┌─ Reading text

By Carly Taylor

For The Diamondback

Senior Philip Gouldman thinks legalizing marijuana is just common sense.

“People who are criminalizing it are people who have no experience [with marijuana],” the computer science major said.

And now, a record number of people agree with Gouldman’s stance. A recent Gallup poll shows 60 percent of Americans support making the drug legal — the highest that percentage has been since Gallup started asking the question in 1969.

Back then, 12 percent of Americans supported marijuana legalization.

In Maryland, weed is not legal recreationally, but the 2014 legislature approved it for medical use. That same year, lawmakers in this state also voted to decriminalize small amounts of marijuana, according to a Baltimore Sun article.

And while Maryland isn’t putting forth a ballot in November to legalize the drug for recreational use, five states are: California, Nevada, Arizona, Massachusetts and Maine. Four states and Washington, D.C. have already passed such legislation, according to The New York Times.

Peter Reuter, a professor at the University of Maryland’s public policy school, said the surge in support does not indicate the drug is any less dangerous or addictive.

“There is nothing striking about the 60 percent,” Reuter said. “More people are exposed to it as a legal commodity so it doesn’t seem so strange and scary now.”

└─
┌─ Provided material

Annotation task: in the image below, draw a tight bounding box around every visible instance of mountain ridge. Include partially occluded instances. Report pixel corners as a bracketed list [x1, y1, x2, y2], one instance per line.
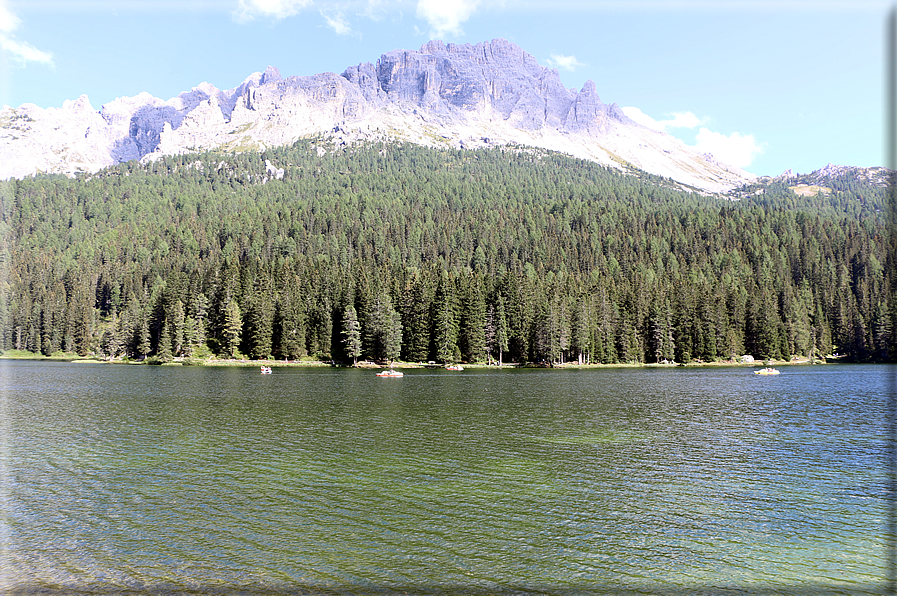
[0, 39, 754, 193]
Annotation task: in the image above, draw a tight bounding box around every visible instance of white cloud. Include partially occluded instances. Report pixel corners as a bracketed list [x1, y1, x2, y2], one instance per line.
[623, 107, 707, 132]
[695, 127, 763, 168]
[623, 107, 763, 168]
[546, 54, 585, 72]
[622, 106, 663, 130]
[0, 0, 53, 66]
[417, 0, 480, 38]
[233, 0, 312, 23]
[321, 10, 360, 37]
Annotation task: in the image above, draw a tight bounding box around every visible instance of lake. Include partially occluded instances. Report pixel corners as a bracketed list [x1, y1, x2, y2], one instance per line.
[0, 361, 897, 596]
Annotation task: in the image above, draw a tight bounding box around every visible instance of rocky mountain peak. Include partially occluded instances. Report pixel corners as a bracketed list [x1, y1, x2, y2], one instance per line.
[0, 39, 750, 192]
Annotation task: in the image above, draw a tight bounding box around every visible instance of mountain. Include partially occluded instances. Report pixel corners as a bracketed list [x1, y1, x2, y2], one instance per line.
[0, 39, 753, 193]
[728, 164, 894, 201]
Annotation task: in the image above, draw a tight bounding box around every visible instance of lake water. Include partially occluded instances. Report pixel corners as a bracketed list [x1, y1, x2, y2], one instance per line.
[0, 361, 897, 596]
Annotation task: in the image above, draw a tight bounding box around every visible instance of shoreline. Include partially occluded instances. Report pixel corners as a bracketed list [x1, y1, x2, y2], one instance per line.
[0, 351, 840, 370]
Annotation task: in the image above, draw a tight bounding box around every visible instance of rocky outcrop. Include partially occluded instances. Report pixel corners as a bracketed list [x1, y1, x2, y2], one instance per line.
[0, 39, 750, 192]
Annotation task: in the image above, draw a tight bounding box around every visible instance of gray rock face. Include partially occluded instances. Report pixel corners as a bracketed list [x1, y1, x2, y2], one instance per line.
[342, 39, 635, 133]
[0, 39, 750, 191]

└─

### [What you will do]
In the article on marijuana legalization, what percentage of Americans supported legalization when Gallup first asked the question in 1969?

### [Exercise answer]
12 percent